**Exercise description**
Every entry is to be reproduced word for word, but the images are not.
____________________
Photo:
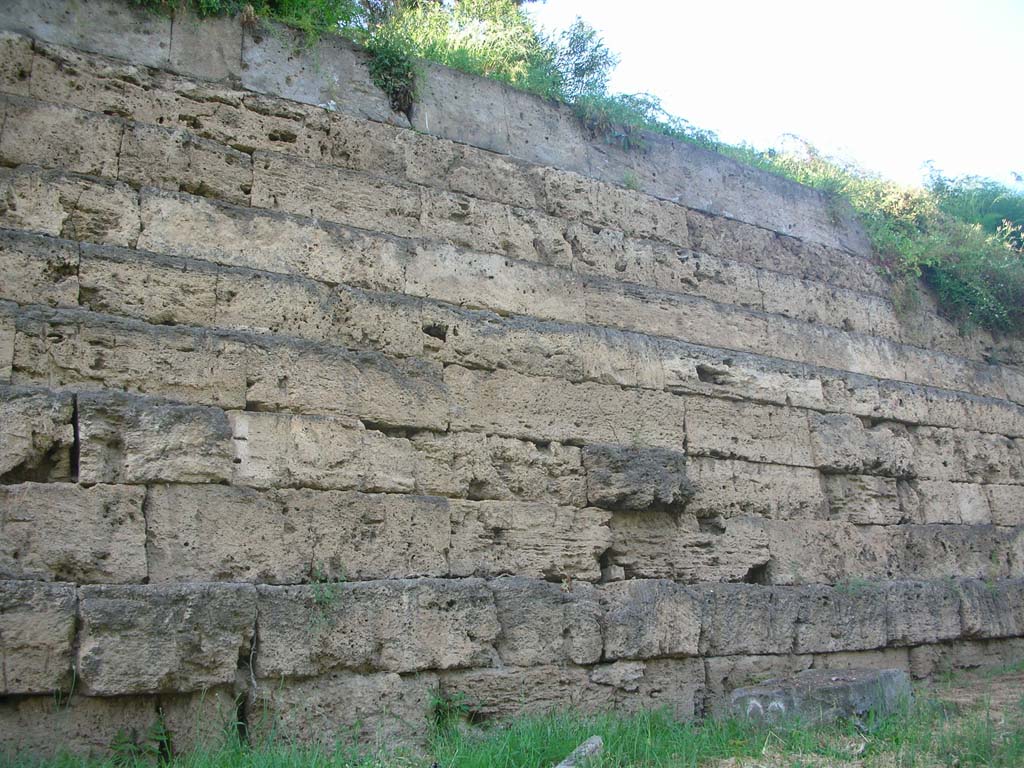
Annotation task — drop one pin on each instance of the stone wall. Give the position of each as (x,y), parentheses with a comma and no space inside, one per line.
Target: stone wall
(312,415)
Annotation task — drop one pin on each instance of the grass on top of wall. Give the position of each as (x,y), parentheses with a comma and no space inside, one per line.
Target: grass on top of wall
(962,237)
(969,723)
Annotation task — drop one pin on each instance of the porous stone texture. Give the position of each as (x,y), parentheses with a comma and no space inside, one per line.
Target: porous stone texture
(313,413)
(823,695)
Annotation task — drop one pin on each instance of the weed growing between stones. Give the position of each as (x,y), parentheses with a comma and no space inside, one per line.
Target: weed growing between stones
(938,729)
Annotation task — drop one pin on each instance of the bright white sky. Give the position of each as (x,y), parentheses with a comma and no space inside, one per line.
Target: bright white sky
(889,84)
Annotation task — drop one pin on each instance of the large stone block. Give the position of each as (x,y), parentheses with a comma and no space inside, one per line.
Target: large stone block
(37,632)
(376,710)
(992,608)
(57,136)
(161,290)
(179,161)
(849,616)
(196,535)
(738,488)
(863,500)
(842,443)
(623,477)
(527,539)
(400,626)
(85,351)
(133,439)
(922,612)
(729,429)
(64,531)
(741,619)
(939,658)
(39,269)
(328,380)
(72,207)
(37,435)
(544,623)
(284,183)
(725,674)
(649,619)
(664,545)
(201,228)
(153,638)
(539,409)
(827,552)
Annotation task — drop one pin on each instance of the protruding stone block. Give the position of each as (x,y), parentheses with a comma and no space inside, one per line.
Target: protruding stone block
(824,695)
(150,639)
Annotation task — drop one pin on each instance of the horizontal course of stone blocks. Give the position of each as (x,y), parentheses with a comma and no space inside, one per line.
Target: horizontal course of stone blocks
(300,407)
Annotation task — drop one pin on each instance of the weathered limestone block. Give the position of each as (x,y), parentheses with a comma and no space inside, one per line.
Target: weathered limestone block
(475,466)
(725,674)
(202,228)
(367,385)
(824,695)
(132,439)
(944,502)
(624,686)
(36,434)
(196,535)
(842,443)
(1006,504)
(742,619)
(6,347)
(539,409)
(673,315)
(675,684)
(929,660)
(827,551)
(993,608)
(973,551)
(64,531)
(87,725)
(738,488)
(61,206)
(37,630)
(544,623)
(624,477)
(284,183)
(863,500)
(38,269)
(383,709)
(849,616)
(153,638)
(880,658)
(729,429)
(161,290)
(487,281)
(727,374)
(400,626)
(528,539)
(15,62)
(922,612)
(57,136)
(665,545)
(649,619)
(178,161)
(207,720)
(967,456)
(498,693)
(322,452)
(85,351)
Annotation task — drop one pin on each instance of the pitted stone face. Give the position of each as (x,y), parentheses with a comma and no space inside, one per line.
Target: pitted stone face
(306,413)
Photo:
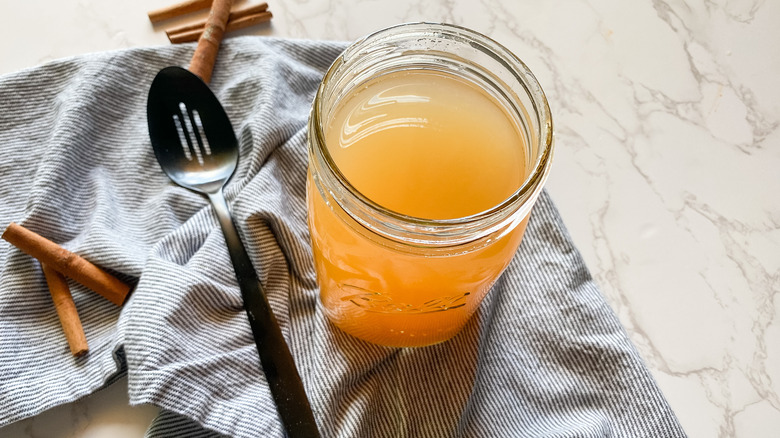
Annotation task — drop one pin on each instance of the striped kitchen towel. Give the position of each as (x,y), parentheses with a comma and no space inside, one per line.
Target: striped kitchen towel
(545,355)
____________________
**Answer for this exercise**
Photo:
Annotation task — drop one pin on each instance of the stone wall. Give the position of each as (x,y), parentheses with a comma and no space inside, one per line.
Target: stone wall
(312,415)
Annotation task — drop one pin on each instance of the grass on top of wall. Give the position of each as (x,y), parentheses with a comma and no space inside, one per line.
Target: grass on top of wall
(962,237)
(969,723)
Annotation task — drop one pin on each instance of the porous stone texture. Give the position of each as (x,y), parentheses with a comma and no space inside, one per line.
Target: porous stone texture
(313,413)
(823,695)
Annotation task — drop one pin on each instance of the weed growing between stones. Give the position of each as (x,y), parentheses with a comma and no space inside, one per line.
Target: weed growing between stones
(938,729)
Annotation task — drop one pin on each instance of the bright white sky. Give the position of each as (x,y), parentheses with a comma and no space inside, one per line.
Target: bright white sky
(889,84)
Annotation task — drop one pin on each instance of the large stone block. Give the position of each as (x,y), parentheses with a comma and no space inside, one per line.
Target: large stone block
(37,632)
(376,710)
(992,608)
(57,136)
(161,290)
(179,161)
(849,616)
(196,535)
(738,488)
(863,500)
(842,443)
(623,477)
(527,539)
(400,626)
(85,351)
(133,439)
(922,612)
(729,429)
(64,531)
(741,619)
(939,658)
(39,269)
(328,380)
(72,207)
(37,435)
(544,623)
(284,183)
(725,674)
(649,619)
(664,545)
(201,228)
(153,638)
(539,409)
(827,552)
Annotation task — drop one pin on each instance of the protruding stone block. Give the position of each as (x,y), parentheses with a comma and no space inside, one per line.
Target: protruding stone block
(824,695)
(150,639)
Annotation task — drop one pin on each instance of the horizontal course of stone blocks. Give the position of each as (x,y), parentheses with a comma and no space inside, one per line.
Target: horizontal course of stone blocks
(300,407)
Annotation task — drop one pin on each instance of the weathered limestone block. Give the position of each as (x,y), parentheses with a comma and no space inside, one per line.
Target: weathered limestone block
(475,466)
(725,674)
(202,228)
(367,385)
(824,695)
(132,439)
(944,502)
(624,686)
(36,434)
(196,535)
(842,443)
(1006,504)
(742,619)
(6,347)
(539,409)
(673,315)
(675,684)
(929,660)
(827,551)
(993,608)
(973,551)
(64,531)
(87,725)
(738,488)
(61,206)
(37,630)
(544,623)
(624,477)
(284,183)
(863,500)
(38,269)
(383,709)
(849,616)
(153,638)
(880,658)
(729,429)
(161,290)
(487,281)
(727,374)
(400,626)
(528,539)
(15,62)
(922,612)
(57,136)
(665,545)
(649,619)
(178,161)
(207,720)
(967,456)
(498,693)
(322,452)
(85,351)
Annotation task — drop one pin on each instance of the pitted stone face. Give the position of each as (x,y), parentheses with a comma and no space inside, one per line.
Target: pitted stone face
(306,413)
Photo:
Annotation task — drop one pin on each instance of the striped kitchen towel. Give the position of each as (x,y), parentheses with a comma and no space inside, one per line.
Target: striped kitchen towel
(545,355)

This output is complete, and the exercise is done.